O DocLisboa encerra hoje com a projecção do documentário “Nos Interstícios da Realidade ou o Cinema de António de Macedo” (Culturgest, Grande Auditório, 21.00), de João Monteiro, um dos directores do MOTELX. Um dos nomes mais importantes do Cinema Novo português, nos anos 60, António de Macedo é também um dos raros cineastas nacionais que tentou fazer cinema de género, nomeadamente fantástico, esotérico e de ficção científica em Portugal, graças a títulos como “O Princípio da Sabedoria”, “Os Abismos da Meia-Noite”, “A Maldição de Marialva” ou “Chá Forte com Limão”.
Isto valeu-lhe a incompreensão e o ostracismo dos seus pares, a hostilidade da imprensa e ainda a recusa de apoios oficiais, pelo que não voltou a filmar desde início da década de 90. Em 2012, a Cinemateca dedicou uma retrospectiva a António de Macedo, que no mesmo ano recebeu o Prémio Sophia de Carreira da Academia Portuguesa de Cinema. Em 2013, foi a vez do Fantasporto o homenagear e conceder um Prémio de Carreira. O Observador conversou com João Monteiro sobre o seu documentário e sobre António de Macedo, hoje com 85 anos.
[“Trailer” de “Nos Interstícios da Realidade”]
Este documentário é uma forma de fazer justiça a António de Macedo e á sua obra, a um realizador que é um dos mais teimosamente individualistas do cinema português; e também de fazer justiça às pessoas que em Portugal gostam de cinema fantástico, e que por gostarem, são constantemente amesquinhadas e menosprezadas pelo meio cinematográfico, onde o fantástico e o cinema de género são menorizados e desconsiderados.

=======

• [Tarefa proposta 1]
Para cada afirmação, indique se está de acordo com o texto, com sim ou não e com as palavras decisivas do texto entre aspas. (a) António de Macedo não filma desde o início da década de 90. (b) O Prémio Sophia de Carreira foi atribuído a António de Macedo pelo Fantasporto. (c) O documentário de João Monteiro é exibido no encerramento do DocLisboa.
• [Tarefa proposta 2]
Reproduza o trecho do texto que começa nas palavras “Isto valeu-lhe a” e termina depois de “com 85 anos.”, substituindo “ostracismo” por “isolamento”.

=======

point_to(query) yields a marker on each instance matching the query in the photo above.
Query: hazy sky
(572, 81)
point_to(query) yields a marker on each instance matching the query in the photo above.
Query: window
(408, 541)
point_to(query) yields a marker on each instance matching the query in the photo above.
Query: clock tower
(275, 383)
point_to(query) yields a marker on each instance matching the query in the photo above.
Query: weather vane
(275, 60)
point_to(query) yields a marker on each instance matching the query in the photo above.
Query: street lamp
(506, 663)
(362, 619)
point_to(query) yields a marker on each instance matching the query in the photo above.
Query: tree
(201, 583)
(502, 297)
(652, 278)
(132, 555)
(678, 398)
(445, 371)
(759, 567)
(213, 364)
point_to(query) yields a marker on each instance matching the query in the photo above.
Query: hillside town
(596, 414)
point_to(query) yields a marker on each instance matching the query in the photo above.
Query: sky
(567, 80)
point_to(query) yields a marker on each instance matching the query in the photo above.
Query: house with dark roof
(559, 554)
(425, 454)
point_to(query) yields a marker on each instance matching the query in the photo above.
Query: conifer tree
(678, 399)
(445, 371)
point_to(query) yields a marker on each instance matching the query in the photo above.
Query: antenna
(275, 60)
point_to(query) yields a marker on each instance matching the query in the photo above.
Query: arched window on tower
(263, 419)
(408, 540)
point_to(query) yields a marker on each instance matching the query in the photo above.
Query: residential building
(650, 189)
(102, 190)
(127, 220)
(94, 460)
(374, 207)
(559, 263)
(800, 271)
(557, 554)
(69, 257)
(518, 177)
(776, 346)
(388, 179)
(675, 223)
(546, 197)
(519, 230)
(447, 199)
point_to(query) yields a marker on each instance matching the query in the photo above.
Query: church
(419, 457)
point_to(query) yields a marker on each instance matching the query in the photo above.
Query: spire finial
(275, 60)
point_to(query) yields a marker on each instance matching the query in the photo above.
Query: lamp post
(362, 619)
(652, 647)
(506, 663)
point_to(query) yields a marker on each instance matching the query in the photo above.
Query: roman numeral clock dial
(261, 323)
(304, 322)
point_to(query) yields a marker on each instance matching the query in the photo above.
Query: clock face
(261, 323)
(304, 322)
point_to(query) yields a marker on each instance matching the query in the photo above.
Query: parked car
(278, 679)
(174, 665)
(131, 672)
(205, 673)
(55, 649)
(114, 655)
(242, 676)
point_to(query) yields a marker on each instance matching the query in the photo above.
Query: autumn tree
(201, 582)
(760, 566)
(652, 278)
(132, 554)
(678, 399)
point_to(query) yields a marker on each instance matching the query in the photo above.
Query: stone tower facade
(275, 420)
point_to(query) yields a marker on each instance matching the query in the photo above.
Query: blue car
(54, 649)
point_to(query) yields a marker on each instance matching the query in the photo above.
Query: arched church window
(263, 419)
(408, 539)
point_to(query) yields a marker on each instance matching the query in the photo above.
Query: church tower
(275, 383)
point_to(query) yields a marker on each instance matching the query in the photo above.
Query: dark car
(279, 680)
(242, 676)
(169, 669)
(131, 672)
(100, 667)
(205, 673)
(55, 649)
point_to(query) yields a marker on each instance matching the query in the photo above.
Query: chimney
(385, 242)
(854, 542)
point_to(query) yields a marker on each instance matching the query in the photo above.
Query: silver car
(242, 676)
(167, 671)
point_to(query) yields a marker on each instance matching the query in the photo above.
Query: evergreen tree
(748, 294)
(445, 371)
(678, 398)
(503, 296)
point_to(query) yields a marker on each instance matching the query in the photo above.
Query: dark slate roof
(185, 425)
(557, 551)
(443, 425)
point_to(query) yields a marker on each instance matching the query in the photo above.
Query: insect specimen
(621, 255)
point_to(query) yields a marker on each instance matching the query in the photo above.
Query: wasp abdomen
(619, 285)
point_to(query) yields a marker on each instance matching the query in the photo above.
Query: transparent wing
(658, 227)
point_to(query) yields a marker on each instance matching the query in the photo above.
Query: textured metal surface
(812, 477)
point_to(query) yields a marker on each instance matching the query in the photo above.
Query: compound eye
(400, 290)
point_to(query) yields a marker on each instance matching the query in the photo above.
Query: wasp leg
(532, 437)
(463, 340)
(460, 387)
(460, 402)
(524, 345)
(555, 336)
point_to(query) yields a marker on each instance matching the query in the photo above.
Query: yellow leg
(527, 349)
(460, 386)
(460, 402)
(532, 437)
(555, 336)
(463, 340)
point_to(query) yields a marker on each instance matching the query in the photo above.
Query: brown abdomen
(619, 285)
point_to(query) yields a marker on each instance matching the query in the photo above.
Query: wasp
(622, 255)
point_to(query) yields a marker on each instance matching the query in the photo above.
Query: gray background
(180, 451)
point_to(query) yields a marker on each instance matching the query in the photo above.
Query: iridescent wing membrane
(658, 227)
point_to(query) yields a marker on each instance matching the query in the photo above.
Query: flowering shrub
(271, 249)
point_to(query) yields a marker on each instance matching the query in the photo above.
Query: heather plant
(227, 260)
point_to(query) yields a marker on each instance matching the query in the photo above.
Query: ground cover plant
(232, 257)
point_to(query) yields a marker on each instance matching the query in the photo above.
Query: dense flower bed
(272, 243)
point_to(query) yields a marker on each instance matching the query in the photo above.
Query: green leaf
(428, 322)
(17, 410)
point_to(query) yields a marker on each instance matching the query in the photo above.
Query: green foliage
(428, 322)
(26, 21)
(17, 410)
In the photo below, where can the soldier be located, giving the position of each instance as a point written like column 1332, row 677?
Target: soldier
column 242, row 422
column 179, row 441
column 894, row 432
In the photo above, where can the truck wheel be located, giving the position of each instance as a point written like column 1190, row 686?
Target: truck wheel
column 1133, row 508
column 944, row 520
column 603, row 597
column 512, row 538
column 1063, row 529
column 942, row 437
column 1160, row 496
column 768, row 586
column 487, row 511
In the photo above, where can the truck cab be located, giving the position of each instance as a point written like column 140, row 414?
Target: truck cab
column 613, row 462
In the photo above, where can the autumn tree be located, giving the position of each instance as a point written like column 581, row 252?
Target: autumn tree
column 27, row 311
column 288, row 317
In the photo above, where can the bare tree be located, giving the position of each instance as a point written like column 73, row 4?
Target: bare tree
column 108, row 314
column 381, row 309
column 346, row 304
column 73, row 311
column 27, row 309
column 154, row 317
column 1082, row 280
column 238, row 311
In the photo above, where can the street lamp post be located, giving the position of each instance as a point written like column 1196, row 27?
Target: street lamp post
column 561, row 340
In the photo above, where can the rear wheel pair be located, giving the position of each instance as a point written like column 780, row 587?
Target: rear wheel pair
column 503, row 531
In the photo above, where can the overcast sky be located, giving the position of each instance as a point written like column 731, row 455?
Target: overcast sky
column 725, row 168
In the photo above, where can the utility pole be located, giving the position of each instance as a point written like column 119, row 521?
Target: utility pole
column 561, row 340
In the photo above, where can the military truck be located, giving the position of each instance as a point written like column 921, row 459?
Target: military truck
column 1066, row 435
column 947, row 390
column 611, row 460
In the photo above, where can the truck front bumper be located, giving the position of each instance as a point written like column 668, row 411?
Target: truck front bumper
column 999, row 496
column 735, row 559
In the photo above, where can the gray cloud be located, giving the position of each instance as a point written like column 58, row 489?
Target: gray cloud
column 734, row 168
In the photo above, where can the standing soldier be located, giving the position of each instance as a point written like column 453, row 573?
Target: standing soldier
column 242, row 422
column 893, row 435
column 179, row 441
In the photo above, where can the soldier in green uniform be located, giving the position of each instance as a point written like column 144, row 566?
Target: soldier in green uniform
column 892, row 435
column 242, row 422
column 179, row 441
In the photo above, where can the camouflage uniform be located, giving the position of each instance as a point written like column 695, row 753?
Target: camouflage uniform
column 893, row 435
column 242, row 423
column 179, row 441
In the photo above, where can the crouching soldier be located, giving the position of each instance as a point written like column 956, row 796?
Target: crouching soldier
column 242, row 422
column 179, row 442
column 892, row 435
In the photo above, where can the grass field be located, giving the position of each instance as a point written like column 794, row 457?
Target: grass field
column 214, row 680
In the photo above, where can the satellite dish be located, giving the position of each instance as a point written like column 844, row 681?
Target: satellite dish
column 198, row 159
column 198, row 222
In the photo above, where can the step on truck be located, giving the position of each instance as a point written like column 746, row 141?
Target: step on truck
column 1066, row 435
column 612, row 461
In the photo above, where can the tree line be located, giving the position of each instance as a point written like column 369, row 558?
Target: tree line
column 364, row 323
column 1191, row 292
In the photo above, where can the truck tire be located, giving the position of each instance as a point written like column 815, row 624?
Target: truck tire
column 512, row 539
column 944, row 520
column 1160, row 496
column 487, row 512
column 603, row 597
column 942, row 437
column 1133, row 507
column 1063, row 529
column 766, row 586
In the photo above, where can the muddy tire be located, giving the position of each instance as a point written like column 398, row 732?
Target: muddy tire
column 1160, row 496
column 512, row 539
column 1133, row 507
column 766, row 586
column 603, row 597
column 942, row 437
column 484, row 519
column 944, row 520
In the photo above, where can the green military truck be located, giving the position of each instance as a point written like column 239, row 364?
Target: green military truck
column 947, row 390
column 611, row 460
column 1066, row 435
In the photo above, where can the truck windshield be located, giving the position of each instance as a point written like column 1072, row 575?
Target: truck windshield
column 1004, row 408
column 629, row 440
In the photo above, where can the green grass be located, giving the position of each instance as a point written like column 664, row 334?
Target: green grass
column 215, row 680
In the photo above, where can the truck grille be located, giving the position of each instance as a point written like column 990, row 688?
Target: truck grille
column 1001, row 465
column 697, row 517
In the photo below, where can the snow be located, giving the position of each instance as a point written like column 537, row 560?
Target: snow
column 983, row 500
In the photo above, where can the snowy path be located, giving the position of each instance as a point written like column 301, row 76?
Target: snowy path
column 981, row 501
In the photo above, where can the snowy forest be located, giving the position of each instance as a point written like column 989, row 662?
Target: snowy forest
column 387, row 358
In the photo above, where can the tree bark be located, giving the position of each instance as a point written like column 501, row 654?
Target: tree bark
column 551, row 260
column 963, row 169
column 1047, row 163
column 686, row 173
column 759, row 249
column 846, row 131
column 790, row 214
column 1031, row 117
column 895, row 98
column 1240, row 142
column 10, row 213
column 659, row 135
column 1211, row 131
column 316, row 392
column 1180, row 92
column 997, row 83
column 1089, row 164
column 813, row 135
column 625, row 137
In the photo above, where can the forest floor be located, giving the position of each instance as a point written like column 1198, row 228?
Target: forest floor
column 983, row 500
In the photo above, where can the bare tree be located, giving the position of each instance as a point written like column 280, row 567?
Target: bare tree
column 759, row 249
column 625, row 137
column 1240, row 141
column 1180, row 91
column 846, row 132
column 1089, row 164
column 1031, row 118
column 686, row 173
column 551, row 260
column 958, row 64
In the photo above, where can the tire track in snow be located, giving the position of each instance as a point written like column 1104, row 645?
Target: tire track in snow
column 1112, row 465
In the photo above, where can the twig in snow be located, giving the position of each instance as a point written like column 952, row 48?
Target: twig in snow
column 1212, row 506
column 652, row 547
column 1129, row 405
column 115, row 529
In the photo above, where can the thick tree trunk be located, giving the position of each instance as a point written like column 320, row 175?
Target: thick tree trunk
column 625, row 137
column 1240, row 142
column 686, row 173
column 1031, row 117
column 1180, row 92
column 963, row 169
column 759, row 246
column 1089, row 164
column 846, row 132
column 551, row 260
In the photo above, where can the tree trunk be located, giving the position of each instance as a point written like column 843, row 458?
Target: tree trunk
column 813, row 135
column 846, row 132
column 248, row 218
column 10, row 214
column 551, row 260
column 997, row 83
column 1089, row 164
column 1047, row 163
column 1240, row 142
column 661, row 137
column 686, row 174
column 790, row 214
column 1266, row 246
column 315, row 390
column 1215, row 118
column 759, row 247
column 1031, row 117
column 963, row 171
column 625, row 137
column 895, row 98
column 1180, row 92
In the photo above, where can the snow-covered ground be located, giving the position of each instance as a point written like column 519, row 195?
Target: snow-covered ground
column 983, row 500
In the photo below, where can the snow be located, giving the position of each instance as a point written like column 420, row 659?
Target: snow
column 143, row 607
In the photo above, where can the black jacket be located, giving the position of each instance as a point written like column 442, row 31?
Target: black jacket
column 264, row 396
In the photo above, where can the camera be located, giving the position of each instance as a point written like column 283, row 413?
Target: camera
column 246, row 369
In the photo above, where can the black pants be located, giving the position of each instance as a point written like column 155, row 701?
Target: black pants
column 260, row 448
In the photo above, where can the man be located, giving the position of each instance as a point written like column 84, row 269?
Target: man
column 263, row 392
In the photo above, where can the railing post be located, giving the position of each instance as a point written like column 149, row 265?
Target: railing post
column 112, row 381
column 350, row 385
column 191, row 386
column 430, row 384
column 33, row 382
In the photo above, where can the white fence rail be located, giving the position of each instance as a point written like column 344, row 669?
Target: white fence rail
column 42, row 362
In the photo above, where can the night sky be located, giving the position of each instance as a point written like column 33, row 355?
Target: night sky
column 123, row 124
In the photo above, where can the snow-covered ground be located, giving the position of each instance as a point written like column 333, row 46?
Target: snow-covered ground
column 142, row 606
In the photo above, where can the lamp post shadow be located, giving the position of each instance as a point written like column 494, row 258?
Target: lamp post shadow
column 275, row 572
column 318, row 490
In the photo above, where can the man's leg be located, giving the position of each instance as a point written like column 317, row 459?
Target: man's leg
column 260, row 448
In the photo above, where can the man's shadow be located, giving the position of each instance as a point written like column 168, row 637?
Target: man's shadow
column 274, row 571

=======

• [Resposta escrita 1]
(a) Sim: “não voltou a filmar desde início da década de 90”.
(b) Não: “recebeu o Prémio Sophia de Carreira da Academia Portuguesa de Cinema”.
(c) Sim: “O DocLisboa encerra hoje com a projecção do documentário”.

• [Resposta escrita 2]
Isto valeu-lhe a incompreensão e o isolamento dos seus pares, a hostilidade da imprensa e ainda a recusa de apoios oficiais, pelo que não voltou a filmar desde início da década de 90. Em 2012, a Cinemateca dedicou uma retrospectiva a António de Macedo, que no mesmo ano recebeu o Prémio Sophia de Carreira da Academia Portuguesa de Cinema. Em 2013, foi a vez do Fantasporto o homenagear e conceder um Prémio de Carreira. O Observador conversou com João Monteiro sobre o seu documentário e sobre António de Macedo, hoje com 85 anos.